- [Texto extraído]:
As teorias supracitadas são relevantes principalmente do ponto de vista da
responsabilidade civil do Estado, pois, conforme aponta Vargas dos Santos (2014,
p.1): “as discussões acerca da existência do nexo causal entre a conduta estatal e o
dano assumem aspecto central em qualquer demanda indenizatória movida contra o
Estado”.
Em linhas gerais, o nexo de causalidade é necessário para estabelecer a
relação entre a causa e o dano juridicamente relevante, conforme aponta Cavalieri
Filho (2012). Segundo Oliveira (1995, p. 34): “no tocante à responsabilidade do
Estado, importa saber qual a relação causal existente entre os danos sofridos por
terceiros, imputáveis a uma conduta comissiva ou omissiva do Estado”.
Outro ponto relevante da responsabilidade civil do Estado é a existência de
culpa ou dolo. É importante frisar que nem sempre a existência de nexo de
causalidade pode ser interpretada com a culpa. Porque, às vezes, pode existir a
ligação entre o ato e o dano sem que necessariamente haja culpa. No tópico
seguinte analisa-se a culpa e o dolo em ações do Estado.
2.3.4 Culpa e dolo
É importante pontuar que a culpa não está conceituada pela legislação
brasileira. Geralmente, entende-se o ato ilícito materializado através do ato culposo,
conforme leitura do artigo 186 do Código Civil. Neste sentido, Santos (2010, p.1),
14
acrescenta: “no art. 186 está presente a culpa lato sensu, que abranda tanto o dolo
como a culpa em sentido estrito”.
Por outro lado, o dolo pode-se ser entendido como: “a conduta intencional, na
qual o agente atua conscientemente de forma que deseja que ocorra o resultado
antijurídico ou assume o risco de produzi-lo” (SANTOS: 2010, p. 1). Isso difere da
conduta em sentido estrito que não existe o elemento “vontade” de lesar, o resultado
difere da intenção do agente.
Em se tratando de responsabilizar o Estado, a culpa tem desdobramentos
específicos. De acordo com Lopes (2013, p. 6): “existem alguns pressupostos para a
caracterização da culpa: a) um dever violado (elemento objetivo); b) culpabilidade ou
imputabilidade do agente (elemento subjetivo)”. Se o Estado violou o dever de
cuidado e houve culpabilidade por parte do agente, então há dever de indenizar.
Ainda na caracterização da culpa ainda existe outro fator a ser acrescentado,
no elemento subjetivo da culpabilidade ou imputabilidade ainda existe mais dois
pontos, conforme Lopes (2013, p. 6): “a) a possibilidade, para o agente, de conhecer
o dever (discernimento); b) possibilidade de observá-lo (previsibilidade e
evitabilidade do ato ilícito)”.

- [Dados fornecidos]:
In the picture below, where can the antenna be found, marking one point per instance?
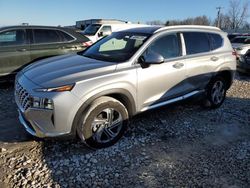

- [Tarefas e exercícios]:
A - No texto sobre a responsabilidade civil do Estado, qual artigo do Código Civil é indicado para entender o ato ilícito feito por meio do ato culposo?
B - Reproduza, do texto sobre a responsabilidade civil do Estado, o trecho que vai de "Outro ponto relevante" até "ações do Estado.".

- [Respostas dos exercícios]:
A - O artigo 186 do Código Civil.

B -
Outro ponto relevante da responsabilidade civil do Estado é a existência de
culpa ou dolo. É importante frisar que nem sempre a existência de nexo de
causalidade pode ser interpretada com a culpa. Porque, às vezes, pode existir a
ligação entre o ato e o dano sem que necessariamente haja culpa. No tópico
seguinte analisa-se a culpa e o dolo em ações do Estado.